START Extract to read
And here are the language model's predictions for a set of test sentences I pulled off the Internet (mainly Wikipedia).

In biology, immunity is the state of having sufficient biological defences to avoid infection, disease, or other unwanted biological invasion. (-6.53506411778)
Naturally acquired immunity occurs through contact with a disease causing agent, when the contact was not deliberate, whereas artificially acquired immunity develops only through deliberate actions such as vaccination. (-7.90563670519)
Immunity from prosecution occurs when a prosecutor grants immunity, usually to a witness in exchange for testimony or production of other evidence. (-8.40420096533)
Transactional immunity (colloquially known as "blanket" or "total" immunity) completely protects the witness from future prosecution for crimes related to his or her testimony. (-8.60917860675)
Hearing loss is being partly or totally unable to hear sound in one or both ears. (-1.61661138183)
END Extract to read
> Task 1
In the excerpt on language model predictions, where did most of the test sentences come from?
> Task 2
Continue the excerpt on language model predictions from its last line.
START Data for review
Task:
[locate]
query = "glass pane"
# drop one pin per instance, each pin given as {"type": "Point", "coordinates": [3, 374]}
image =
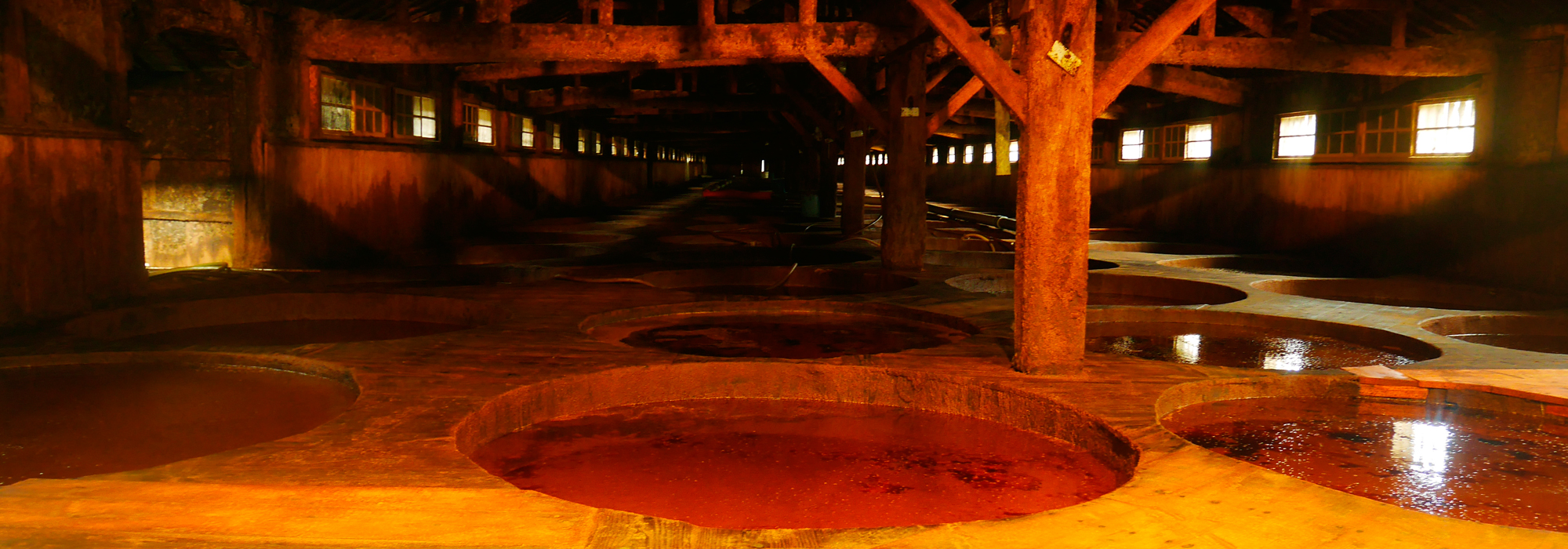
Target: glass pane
{"type": "Point", "coordinates": [1200, 150]}
{"type": "Point", "coordinates": [1453, 140]}
{"type": "Point", "coordinates": [338, 118]}
{"type": "Point", "coordinates": [1298, 126]}
{"type": "Point", "coordinates": [1298, 147]}
{"type": "Point", "coordinates": [1131, 151]}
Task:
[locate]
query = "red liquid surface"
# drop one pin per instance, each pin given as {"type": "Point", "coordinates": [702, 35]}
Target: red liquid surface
{"type": "Point", "coordinates": [1487, 468]}
{"type": "Point", "coordinates": [1241, 347]}
{"type": "Point", "coordinates": [755, 464]}
{"type": "Point", "coordinates": [296, 333]}
{"type": "Point", "coordinates": [793, 336]}
{"type": "Point", "coordinates": [74, 421]}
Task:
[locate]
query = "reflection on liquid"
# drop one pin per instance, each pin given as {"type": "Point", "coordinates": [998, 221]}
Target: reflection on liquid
{"type": "Point", "coordinates": [769, 464]}
{"type": "Point", "coordinates": [1479, 467]}
{"type": "Point", "coordinates": [1238, 347]}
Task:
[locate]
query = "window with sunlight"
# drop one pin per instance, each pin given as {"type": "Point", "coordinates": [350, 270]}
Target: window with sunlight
{"type": "Point", "coordinates": [1298, 137]}
{"type": "Point", "coordinates": [1446, 129]}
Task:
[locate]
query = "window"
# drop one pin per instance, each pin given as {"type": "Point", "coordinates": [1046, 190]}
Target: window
{"type": "Point", "coordinates": [1446, 129]}
{"type": "Point", "coordinates": [1200, 142]}
{"type": "Point", "coordinates": [1131, 145]}
{"type": "Point", "coordinates": [524, 131]}
{"type": "Point", "coordinates": [1175, 142]}
{"type": "Point", "coordinates": [338, 106]}
{"type": "Point", "coordinates": [415, 117]}
{"type": "Point", "coordinates": [369, 109]}
{"type": "Point", "coordinates": [477, 125]}
{"type": "Point", "coordinates": [1337, 133]}
{"type": "Point", "coordinates": [1298, 137]}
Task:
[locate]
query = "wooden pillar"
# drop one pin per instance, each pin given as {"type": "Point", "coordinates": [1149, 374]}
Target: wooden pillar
{"type": "Point", "coordinates": [1053, 192]}
{"type": "Point", "coordinates": [1003, 42]}
{"type": "Point", "coordinates": [904, 206]}
{"type": "Point", "coordinates": [16, 104]}
{"type": "Point", "coordinates": [829, 186]}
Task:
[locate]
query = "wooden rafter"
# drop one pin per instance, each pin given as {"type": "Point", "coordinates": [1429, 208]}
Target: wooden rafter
{"type": "Point", "coordinates": [996, 73]}
{"type": "Point", "coordinates": [374, 42]}
{"type": "Point", "coordinates": [1191, 84]}
{"type": "Point", "coordinates": [849, 92]}
{"type": "Point", "coordinates": [1136, 57]}
{"type": "Point", "coordinates": [957, 103]}
{"type": "Point", "coordinates": [1450, 60]}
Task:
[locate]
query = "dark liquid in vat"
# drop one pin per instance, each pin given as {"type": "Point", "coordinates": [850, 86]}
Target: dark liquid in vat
{"type": "Point", "coordinates": [761, 464]}
{"type": "Point", "coordinates": [1241, 347]}
{"type": "Point", "coordinates": [1476, 467]}
{"type": "Point", "coordinates": [74, 421]}
{"type": "Point", "coordinates": [782, 291]}
{"type": "Point", "coordinates": [791, 336]}
{"type": "Point", "coordinates": [296, 333]}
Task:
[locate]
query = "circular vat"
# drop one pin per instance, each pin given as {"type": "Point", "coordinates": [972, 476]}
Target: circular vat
{"type": "Point", "coordinates": [780, 282]}
{"type": "Point", "coordinates": [70, 416]}
{"type": "Point", "coordinates": [285, 319]}
{"type": "Point", "coordinates": [796, 446]}
{"type": "Point", "coordinates": [1174, 249]}
{"type": "Point", "coordinates": [968, 244]}
{"type": "Point", "coordinates": [1106, 289]}
{"type": "Point", "coordinates": [1249, 341]}
{"type": "Point", "coordinates": [1260, 266]}
{"type": "Point", "coordinates": [793, 330]}
{"type": "Point", "coordinates": [1526, 333]}
{"type": "Point", "coordinates": [761, 256]}
{"type": "Point", "coordinates": [493, 255]}
{"type": "Point", "coordinates": [1461, 454]}
{"type": "Point", "coordinates": [1415, 293]}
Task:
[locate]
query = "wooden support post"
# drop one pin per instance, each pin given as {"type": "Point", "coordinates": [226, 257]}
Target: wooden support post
{"type": "Point", "coordinates": [1401, 21]}
{"type": "Point", "coordinates": [1051, 296]}
{"type": "Point", "coordinates": [851, 92]}
{"type": "Point", "coordinates": [985, 64]}
{"type": "Point", "coordinates": [855, 150]}
{"type": "Point", "coordinates": [829, 183]}
{"type": "Point", "coordinates": [1134, 59]}
{"type": "Point", "coordinates": [1208, 21]}
{"type": "Point", "coordinates": [18, 101]}
{"type": "Point", "coordinates": [608, 12]}
{"type": "Point", "coordinates": [904, 203]}
{"type": "Point", "coordinates": [1304, 20]}
{"type": "Point", "coordinates": [1003, 123]}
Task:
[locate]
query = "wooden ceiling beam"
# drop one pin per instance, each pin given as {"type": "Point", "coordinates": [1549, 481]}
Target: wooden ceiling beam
{"type": "Point", "coordinates": [851, 93]}
{"type": "Point", "coordinates": [1191, 84]}
{"type": "Point", "coordinates": [1450, 60]}
{"type": "Point", "coordinates": [984, 62]}
{"type": "Point", "coordinates": [1139, 54]}
{"type": "Point", "coordinates": [954, 104]}
{"type": "Point", "coordinates": [512, 71]}
{"type": "Point", "coordinates": [376, 42]}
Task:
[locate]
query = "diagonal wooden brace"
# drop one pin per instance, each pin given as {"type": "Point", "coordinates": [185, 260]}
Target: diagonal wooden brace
{"type": "Point", "coordinates": [985, 62]}
{"type": "Point", "coordinates": [1134, 59]}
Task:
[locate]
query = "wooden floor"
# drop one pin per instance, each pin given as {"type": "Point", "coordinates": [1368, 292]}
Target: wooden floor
{"type": "Point", "coordinates": [390, 474]}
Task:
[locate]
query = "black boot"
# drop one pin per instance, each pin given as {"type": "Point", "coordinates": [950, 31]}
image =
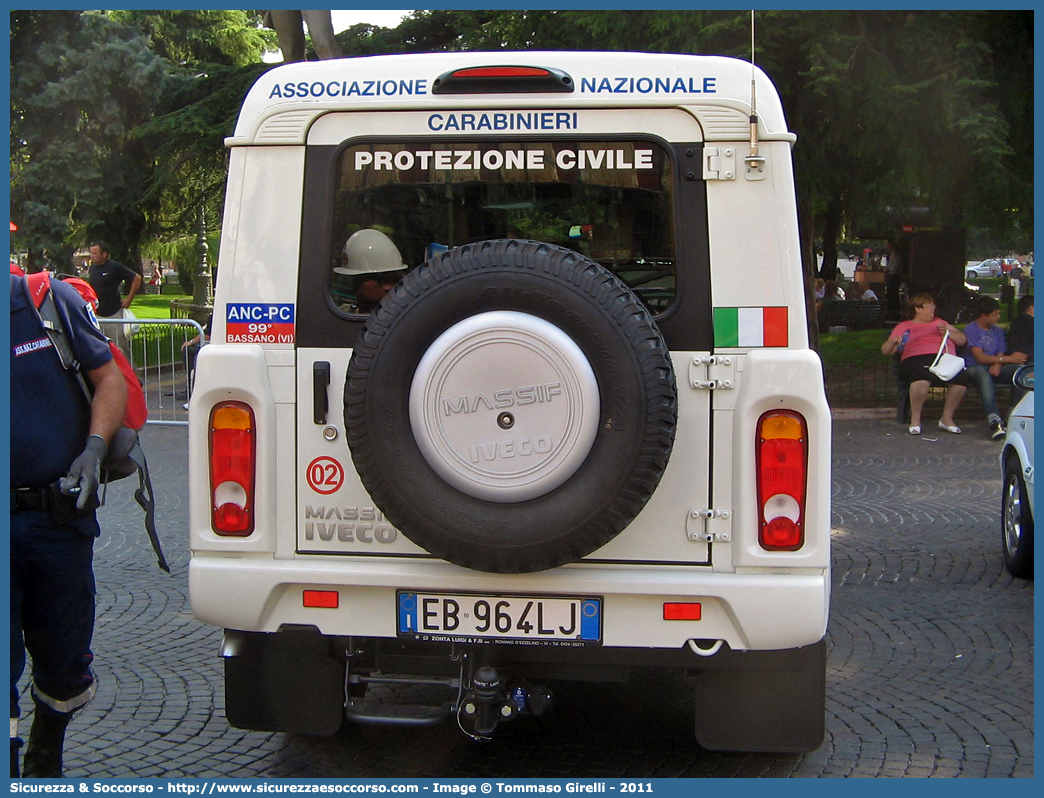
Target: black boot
{"type": "Point", "coordinates": [16, 743]}
{"type": "Point", "coordinates": [43, 755]}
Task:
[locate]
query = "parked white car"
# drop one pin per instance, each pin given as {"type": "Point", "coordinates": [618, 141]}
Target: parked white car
{"type": "Point", "coordinates": [1017, 496]}
{"type": "Point", "coordinates": [986, 268]}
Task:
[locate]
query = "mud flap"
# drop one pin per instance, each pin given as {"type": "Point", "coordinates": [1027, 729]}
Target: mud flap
{"type": "Point", "coordinates": [288, 681]}
{"type": "Point", "coordinates": [769, 701]}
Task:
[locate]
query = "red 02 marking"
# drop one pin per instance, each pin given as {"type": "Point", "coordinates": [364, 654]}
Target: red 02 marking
{"type": "Point", "coordinates": [325, 475]}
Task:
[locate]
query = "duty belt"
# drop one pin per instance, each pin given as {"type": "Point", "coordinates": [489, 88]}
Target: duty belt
{"type": "Point", "coordinates": [61, 506]}
{"type": "Point", "coordinates": [30, 498]}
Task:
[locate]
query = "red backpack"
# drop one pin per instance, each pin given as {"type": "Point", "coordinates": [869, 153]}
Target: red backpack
{"type": "Point", "coordinates": [125, 455]}
{"type": "Point", "coordinates": [40, 285]}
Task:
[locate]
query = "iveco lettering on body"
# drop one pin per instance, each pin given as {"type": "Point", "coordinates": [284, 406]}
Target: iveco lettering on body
{"type": "Point", "coordinates": [509, 380]}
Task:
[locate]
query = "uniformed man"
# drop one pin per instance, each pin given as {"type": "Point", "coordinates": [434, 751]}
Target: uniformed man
{"type": "Point", "coordinates": [57, 442]}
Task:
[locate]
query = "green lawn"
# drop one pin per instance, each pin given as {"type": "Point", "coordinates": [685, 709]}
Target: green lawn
{"type": "Point", "coordinates": [156, 305]}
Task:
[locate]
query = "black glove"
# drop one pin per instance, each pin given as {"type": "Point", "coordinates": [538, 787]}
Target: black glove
{"type": "Point", "coordinates": [82, 477]}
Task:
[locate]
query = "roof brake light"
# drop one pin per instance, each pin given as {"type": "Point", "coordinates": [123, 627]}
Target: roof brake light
{"type": "Point", "coordinates": [503, 79]}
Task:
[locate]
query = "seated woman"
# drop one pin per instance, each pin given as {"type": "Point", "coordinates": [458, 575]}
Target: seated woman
{"type": "Point", "coordinates": [919, 341]}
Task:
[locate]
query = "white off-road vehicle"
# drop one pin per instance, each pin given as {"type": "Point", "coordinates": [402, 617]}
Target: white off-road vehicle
{"type": "Point", "coordinates": [509, 384]}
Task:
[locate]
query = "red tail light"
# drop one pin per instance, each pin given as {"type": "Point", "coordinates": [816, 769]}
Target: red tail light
{"type": "Point", "coordinates": [782, 467]}
{"type": "Point", "coordinates": [232, 465]}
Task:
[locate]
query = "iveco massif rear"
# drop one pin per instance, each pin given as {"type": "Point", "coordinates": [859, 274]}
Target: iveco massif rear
{"type": "Point", "coordinates": [508, 382]}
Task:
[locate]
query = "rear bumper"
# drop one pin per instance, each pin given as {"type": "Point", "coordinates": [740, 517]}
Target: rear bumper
{"type": "Point", "coordinates": [749, 611]}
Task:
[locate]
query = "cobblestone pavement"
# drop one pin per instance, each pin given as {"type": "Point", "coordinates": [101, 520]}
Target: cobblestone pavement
{"type": "Point", "coordinates": [929, 670]}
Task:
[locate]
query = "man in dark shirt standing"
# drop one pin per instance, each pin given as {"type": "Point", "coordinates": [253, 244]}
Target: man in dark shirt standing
{"type": "Point", "coordinates": [105, 277]}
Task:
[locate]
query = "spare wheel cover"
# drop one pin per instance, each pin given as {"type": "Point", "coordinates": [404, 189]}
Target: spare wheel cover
{"type": "Point", "coordinates": [504, 406]}
{"type": "Point", "coordinates": [509, 406]}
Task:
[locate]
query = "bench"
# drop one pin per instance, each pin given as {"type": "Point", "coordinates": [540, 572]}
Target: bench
{"type": "Point", "coordinates": [855, 314]}
{"type": "Point", "coordinates": [903, 398]}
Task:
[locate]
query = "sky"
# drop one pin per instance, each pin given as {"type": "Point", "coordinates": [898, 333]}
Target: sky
{"type": "Point", "coordinates": [345, 20]}
{"type": "Point", "coordinates": [385, 19]}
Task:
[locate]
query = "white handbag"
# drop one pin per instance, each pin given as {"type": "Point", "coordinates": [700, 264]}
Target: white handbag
{"type": "Point", "coordinates": [946, 367]}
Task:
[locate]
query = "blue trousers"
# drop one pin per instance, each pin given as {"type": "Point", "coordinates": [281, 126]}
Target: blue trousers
{"type": "Point", "coordinates": [52, 607]}
{"type": "Point", "coordinates": [987, 384]}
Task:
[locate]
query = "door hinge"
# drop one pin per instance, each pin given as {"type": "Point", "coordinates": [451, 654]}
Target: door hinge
{"type": "Point", "coordinates": [709, 525]}
{"type": "Point", "coordinates": [719, 163]}
{"type": "Point", "coordinates": [712, 372]}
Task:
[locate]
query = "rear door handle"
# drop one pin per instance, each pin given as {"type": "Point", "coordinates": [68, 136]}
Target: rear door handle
{"type": "Point", "coordinates": [321, 380]}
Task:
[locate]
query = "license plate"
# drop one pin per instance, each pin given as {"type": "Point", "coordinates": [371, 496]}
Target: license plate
{"type": "Point", "coordinates": [459, 617]}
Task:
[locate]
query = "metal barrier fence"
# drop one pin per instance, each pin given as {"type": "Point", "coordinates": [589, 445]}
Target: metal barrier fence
{"type": "Point", "coordinates": [156, 349]}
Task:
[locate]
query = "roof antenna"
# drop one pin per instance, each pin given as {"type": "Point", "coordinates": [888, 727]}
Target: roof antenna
{"type": "Point", "coordinates": [755, 162]}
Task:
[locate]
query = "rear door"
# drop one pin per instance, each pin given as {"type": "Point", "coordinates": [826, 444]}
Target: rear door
{"type": "Point", "coordinates": [582, 179]}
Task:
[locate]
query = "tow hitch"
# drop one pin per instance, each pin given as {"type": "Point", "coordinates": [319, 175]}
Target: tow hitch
{"type": "Point", "coordinates": [487, 704]}
{"type": "Point", "coordinates": [478, 696]}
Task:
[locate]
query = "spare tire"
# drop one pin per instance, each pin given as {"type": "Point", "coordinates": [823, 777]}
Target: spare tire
{"type": "Point", "coordinates": [511, 406]}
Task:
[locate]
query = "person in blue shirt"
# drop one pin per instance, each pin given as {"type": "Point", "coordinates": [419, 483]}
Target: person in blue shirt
{"type": "Point", "coordinates": [988, 364]}
{"type": "Point", "coordinates": [57, 442]}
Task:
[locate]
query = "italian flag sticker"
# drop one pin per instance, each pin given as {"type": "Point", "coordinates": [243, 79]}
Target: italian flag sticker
{"type": "Point", "coordinates": [750, 327]}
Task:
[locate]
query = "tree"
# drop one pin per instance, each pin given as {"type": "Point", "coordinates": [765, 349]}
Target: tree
{"type": "Point", "coordinates": [80, 85]}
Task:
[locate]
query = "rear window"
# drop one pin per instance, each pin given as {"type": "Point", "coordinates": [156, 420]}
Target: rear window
{"type": "Point", "coordinates": [610, 201]}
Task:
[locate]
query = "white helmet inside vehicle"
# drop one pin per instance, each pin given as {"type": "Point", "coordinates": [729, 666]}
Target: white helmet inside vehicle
{"type": "Point", "coordinates": [369, 252]}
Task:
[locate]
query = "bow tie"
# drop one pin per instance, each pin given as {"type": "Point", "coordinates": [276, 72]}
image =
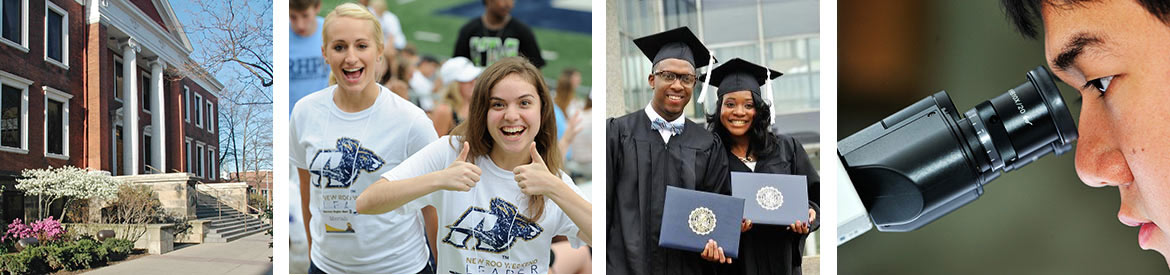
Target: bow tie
{"type": "Point", "coordinates": [660, 124]}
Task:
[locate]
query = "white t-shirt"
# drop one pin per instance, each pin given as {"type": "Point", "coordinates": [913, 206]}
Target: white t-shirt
{"type": "Point", "coordinates": [487, 229]}
{"type": "Point", "coordinates": [421, 86]}
{"type": "Point", "coordinates": [345, 152]}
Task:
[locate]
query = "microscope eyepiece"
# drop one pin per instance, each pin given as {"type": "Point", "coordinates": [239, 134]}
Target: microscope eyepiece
{"type": "Point", "coordinates": [927, 160]}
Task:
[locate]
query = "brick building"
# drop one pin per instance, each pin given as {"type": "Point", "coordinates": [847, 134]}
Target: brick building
{"type": "Point", "coordinates": [75, 73]}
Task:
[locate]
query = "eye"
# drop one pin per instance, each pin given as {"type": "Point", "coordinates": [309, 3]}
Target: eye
{"type": "Point", "coordinates": [1101, 84]}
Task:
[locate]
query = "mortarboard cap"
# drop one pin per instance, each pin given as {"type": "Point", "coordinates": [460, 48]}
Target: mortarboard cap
{"type": "Point", "coordinates": [675, 43]}
{"type": "Point", "coordinates": [740, 75]}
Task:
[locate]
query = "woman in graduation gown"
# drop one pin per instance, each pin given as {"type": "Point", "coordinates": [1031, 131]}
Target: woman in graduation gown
{"type": "Point", "coordinates": [742, 123]}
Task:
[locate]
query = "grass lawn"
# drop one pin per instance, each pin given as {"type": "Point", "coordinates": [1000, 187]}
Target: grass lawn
{"type": "Point", "coordinates": [573, 49]}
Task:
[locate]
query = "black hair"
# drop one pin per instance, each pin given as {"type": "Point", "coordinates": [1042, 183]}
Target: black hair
{"type": "Point", "coordinates": [1025, 14]}
{"type": "Point", "coordinates": [429, 59]}
{"type": "Point", "coordinates": [761, 139]}
{"type": "Point", "coordinates": [302, 5]}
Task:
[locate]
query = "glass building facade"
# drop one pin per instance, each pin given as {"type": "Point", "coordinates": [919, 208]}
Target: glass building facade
{"type": "Point", "coordinates": [779, 34]}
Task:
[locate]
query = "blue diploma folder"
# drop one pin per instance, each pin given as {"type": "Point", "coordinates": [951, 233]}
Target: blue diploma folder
{"type": "Point", "coordinates": [772, 199]}
{"type": "Point", "coordinates": [690, 218]}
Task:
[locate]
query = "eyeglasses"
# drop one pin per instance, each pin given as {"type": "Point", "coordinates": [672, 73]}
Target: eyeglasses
{"type": "Point", "coordinates": [687, 78]}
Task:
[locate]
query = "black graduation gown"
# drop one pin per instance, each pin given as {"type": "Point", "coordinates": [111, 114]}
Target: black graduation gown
{"type": "Point", "coordinates": [768, 248]}
{"type": "Point", "coordinates": [639, 167]}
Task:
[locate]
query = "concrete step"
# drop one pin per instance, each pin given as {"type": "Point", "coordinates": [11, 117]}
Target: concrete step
{"type": "Point", "coordinates": [260, 227]}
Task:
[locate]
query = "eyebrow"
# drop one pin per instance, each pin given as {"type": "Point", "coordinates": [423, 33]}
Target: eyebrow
{"type": "Point", "coordinates": [1073, 49]}
{"type": "Point", "coordinates": [521, 97]}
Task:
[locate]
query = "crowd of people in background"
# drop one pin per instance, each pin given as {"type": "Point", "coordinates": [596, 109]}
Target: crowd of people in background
{"type": "Point", "coordinates": [442, 87]}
END Data for review
> Expected answer 1
Mainly Wikipedia.

> Expected answer 2
Conductive hearing loss (CHL) occurs because of a mechanical problem in the outer or middle ear. (-1.98718543565)
Sensorineural hearing loss (SNHL) occurs when the tiny hair cells (nerve endings) that detect sound in the ear are injured, diseased, do not work correctly, or have died. (-2.5566194904)
This type of hearing loss often cannot be reversed. (-2.72710898378)
In law, a hearing is a proceeding before a court or other decision-making body or officer, such as a government agency. (-5.87112753897)
Within some criminal justice systems, a preliminary hearing (evidentiary hearing) is a proceeding, after a criminal complaint has been filed by the prosecutor, to determine whether there is enough evidence to require a trial. (-7.44050739024)

As you can see, sentences that are obviously medical tend to have a higher normalized log probability (the value at the end of the sentence) than sentences that are not. Sentences #1 and #2 are right on the border with normalized log probability comparable to non-medical sentences. Depending on the results of more tests, this model may or may not be good enough. Alternatively, it may be more effective to reframe the problem as one where we have classify a sentence as belonging to one of multiple genres, and each genre has a language model.

Anyway, thats all I have for today. Hope you found it interesting.